== GIVEN REQUEST ==
Copy each of the entries below word for word.
======== DATA FOR THIS EXERCISE ========
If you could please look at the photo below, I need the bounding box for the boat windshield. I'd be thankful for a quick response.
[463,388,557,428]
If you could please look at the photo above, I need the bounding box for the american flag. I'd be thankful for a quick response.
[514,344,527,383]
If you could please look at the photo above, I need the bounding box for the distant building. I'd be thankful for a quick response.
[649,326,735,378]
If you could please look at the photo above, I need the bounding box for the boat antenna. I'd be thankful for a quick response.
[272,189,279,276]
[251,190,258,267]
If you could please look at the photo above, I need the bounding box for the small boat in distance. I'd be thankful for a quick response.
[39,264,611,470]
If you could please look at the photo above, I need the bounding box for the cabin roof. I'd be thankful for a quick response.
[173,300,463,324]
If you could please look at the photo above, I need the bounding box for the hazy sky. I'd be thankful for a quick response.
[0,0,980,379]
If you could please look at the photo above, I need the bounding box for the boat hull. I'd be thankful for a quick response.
========
== TASK SOLUTION ==
If you could please look at the photo below, I need the bounding box for the boat windshield. I'd be thankful for a quick response.
[463,388,557,428]
If you could please look at the photo above, I need the bounding box for the american flag. I'd be thankful for a quick response.
[514,344,527,383]
If you could please look at the photo above, I need the bounding box for the distant building. I'd be thankful for a quick response.
[649,326,735,378]
If you could please look at the photo above, I need the bounding box for the boat antenna. I'd be thankful for a quick response.
[272,189,279,276]
[251,190,258,267]
If you could please look at the photo above, I need the bounding box for the small boat in distance. I'd be thankful for a quick response.
[39,264,611,470]
If you could please look at the photo above, I need the bounding box for the cabin roof. I'd be thankful for a quick response.
[173,300,463,324]
If you could please look at the photo above, I need the bounding box for the hazy sky. I'd be thankful for a quick response.
[0,0,980,379]
If you could please look at the photo above, I need the bounding box for the boat hull. I'd be thankful for a quick response.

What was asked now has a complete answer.